■ **Material to process**:
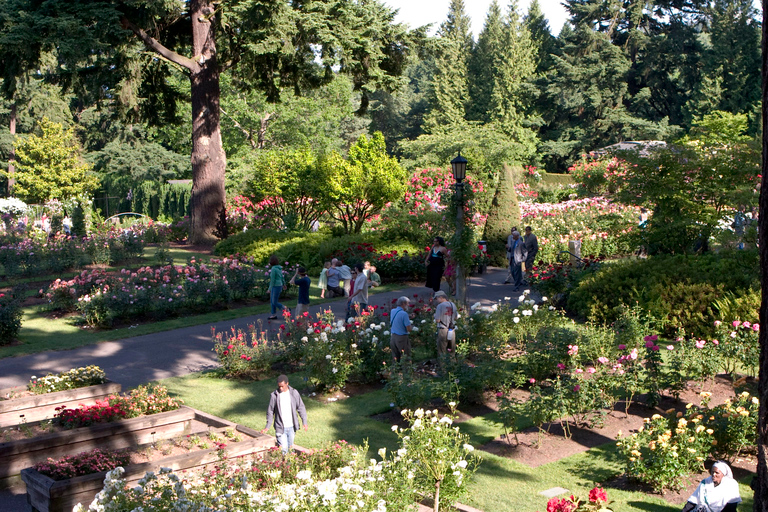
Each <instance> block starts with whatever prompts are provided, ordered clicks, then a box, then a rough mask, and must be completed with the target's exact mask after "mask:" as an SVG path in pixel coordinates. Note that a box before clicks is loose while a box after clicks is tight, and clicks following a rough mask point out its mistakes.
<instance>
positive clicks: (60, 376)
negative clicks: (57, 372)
mask: <svg viewBox="0 0 768 512" xmlns="http://www.w3.org/2000/svg"><path fill="white" fill-rule="evenodd" d="M105 382H107V376H106V374H105V373H104V370H102V369H101V368H99V367H98V366H94V365H90V366H85V367H82V368H72V369H71V370H67V371H66V372H61V373H57V374H52V373H49V374H48V375H46V376H45V377H40V378H37V377H32V378H31V379H30V381H29V384H27V389H29V390H30V391H31V392H32V393H34V394H36V395H42V394H45V393H54V392H56V391H64V390H67V389H77V388H85V387H88V386H95V385H98V384H104V383H105Z"/></svg>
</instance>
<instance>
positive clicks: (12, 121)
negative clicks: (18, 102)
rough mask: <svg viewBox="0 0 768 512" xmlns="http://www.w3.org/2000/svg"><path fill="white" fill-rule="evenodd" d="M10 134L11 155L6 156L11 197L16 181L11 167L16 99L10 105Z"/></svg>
mask: <svg viewBox="0 0 768 512" xmlns="http://www.w3.org/2000/svg"><path fill="white" fill-rule="evenodd" d="M8 128H9V130H10V132H11V153H10V155H9V156H8V195H9V196H12V195H13V186H14V185H15V184H16V180H15V179H14V177H13V175H14V173H15V172H16V167H15V166H14V165H13V164H14V162H15V161H16V149H15V147H14V146H13V142H14V141H15V139H16V99H15V98H14V99H13V103H11V122H10V123H9V126H8Z"/></svg>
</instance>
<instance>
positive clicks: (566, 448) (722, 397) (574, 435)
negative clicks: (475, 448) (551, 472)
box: [480, 376, 734, 499]
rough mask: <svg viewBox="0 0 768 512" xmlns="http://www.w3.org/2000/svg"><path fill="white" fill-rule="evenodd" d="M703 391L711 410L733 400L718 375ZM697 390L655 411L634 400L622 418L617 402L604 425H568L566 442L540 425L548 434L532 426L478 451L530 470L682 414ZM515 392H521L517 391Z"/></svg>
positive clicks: (709, 383) (565, 441)
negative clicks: (522, 465) (728, 398)
mask: <svg viewBox="0 0 768 512" xmlns="http://www.w3.org/2000/svg"><path fill="white" fill-rule="evenodd" d="M703 388H704V390H705V391H709V392H711V393H712V398H711V399H710V406H712V407H714V406H716V405H720V404H722V403H724V402H725V400H726V399H728V398H733V396H734V391H733V385H732V383H731V381H730V380H729V379H727V378H725V377H721V376H718V377H717V378H715V379H714V381H710V382H706V383H705V384H704V386H703ZM700 391H702V386H701V384H699V383H694V382H689V383H688V385H687V386H686V389H685V390H684V391H683V392H682V393H681V394H680V400H675V399H674V398H672V397H668V396H664V397H662V399H661V403H660V404H659V406H658V407H656V408H655V409H651V408H648V407H646V406H645V405H643V404H642V401H643V399H644V398H645V397H643V396H640V397H637V402H636V403H633V404H632V406H631V407H630V408H629V415H628V416H627V415H625V412H624V404H623V403H622V402H619V403H618V404H617V405H616V408H615V410H613V411H610V412H608V411H605V412H606V414H605V416H604V418H605V423H604V425H603V426H602V427H599V428H598V427H593V428H587V427H577V426H574V425H573V423H571V424H570V430H571V434H572V435H571V437H570V439H567V438H566V437H565V436H564V433H563V428H562V427H561V425H560V424H559V423H552V424H548V425H547V424H545V425H544V429H545V430H548V431H547V432H545V433H543V434H540V433H539V430H538V429H537V428H535V427H531V428H528V429H525V430H524V431H522V432H519V433H518V434H517V441H518V442H519V443H516V442H515V441H516V439H515V437H514V436H511V439H510V440H509V442H508V440H507V439H505V438H504V434H501V435H500V436H499V437H497V438H496V439H494V440H493V441H491V442H490V443H487V444H485V445H484V446H481V447H480V449H481V450H484V451H487V452H489V453H493V454H495V455H499V456H502V457H508V458H511V459H514V460H517V461H519V462H522V463H523V464H526V465H528V466H531V467H538V466H541V465H542V464H547V463H549V462H554V461H557V460H560V459H563V458H565V457H569V456H571V455H575V454H577V453H582V452H585V451H587V450H589V449H590V448H594V447H597V446H600V445H602V444H605V443H609V442H613V441H615V440H616V436H617V435H618V433H619V432H622V433H624V434H628V433H630V432H633V431H636V430H637V429H638V428H639V427H640V426H641V425H642V424H643V418H646V417H649V416H651V415H653V414H655V413H664V412H665V411H667V410H669V409H674V410H676V411H683V410H684V409H685V406H686V404H688V403H693V404H695V405H700V404H701V397H700V396H699V393H700ZM516 393H521V391H520V390H517V391H516ZM522 393H524V392H522ZM518 398H521V399H524V398H523V397H522V396H518ZM539 441H541V442H539ZM697 482H698V481H697ZM688 495H690V493H689V494H688ZM686 499H687V496H686Z"/></svg>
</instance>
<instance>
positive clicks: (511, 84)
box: [488, 0, 537, 163]
mask: <svg viewBox="0 0 768 512" xmlns="http://www.w3.org/2000/svg"><path fill="white" fill-rule="evenodd" d="M502 41H503V45H502V51H500V52H499V53H498V54H497V55H496V58H495V59H494V76H493V91H492V93H491V102H490V110H489V112H488V116H489V117H490V119H491V120H492V121H494V122H495V123H496V124H497V125H498V126H499V128H500V129H501V130H502V131H503V132H504V133H505V134H506V135H507V136H509V137H510V138H511V139H512V140H513V141H515V142H517V143H518V144H520V145H521V146H522V147H523V148H526V149H525V152H526V153H528V154H533V152H534V151H535V150H536V143H537V139H536V133H535V132H534V131H533V130H532V129H531V128H530V125H531V123H530V120H529V118H528V112H529V110H530V108H531V105H532V103H533V100H534V99H535V97H536V94H537V91H536V90H535V89H534V87H533V86H532V83H533V80H534V78H535V73H536V62H535V49H534V46H533V42H532V41H531V38H530V34H529V32H528V29H527V28H525V26H523V24H522V23H521V21H520V18H519V16H518V14H517V2H516V1H515V0H513V1H512V2H511V3H510V5H509V12H508V13H507V18H506V20H505V23H504V38H503V40H502ZM510 163H511V162H510Z"/></svg>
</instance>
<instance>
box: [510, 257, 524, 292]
mask: <svg viewBox="0 0 768 512" xmlns="http://www.w3.org/2000/svg"><path fill="white" fill-rule="evenodd" d="M521 265H522V263H515V262H514V260H513V261H512V263H511V264H510V266H509V270H510V273H511V274H512V282H513V283H514V284H515V287H517V286H522V285H523V269H522V267H521Z"/></svg>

■ **Problem description**: The line with "positive clicks: (60, 376)" ends the range, and the first line of the data begins it; repeat exactly those lines and nothing more, omitting pictures.

■ **The completed task**:
Each <instance> block starts with whatever prompts are provided, ordered clicks, then a box, then a rough mask, and must be completed with the target's exact mask after "mask:" as an SVG path in pixel coordinates. Note that a box before clicks is loose while a box after clicks is tight, and clicks following a rough mask point out its mistakes.
<instance>
positive clicks: (60, 376)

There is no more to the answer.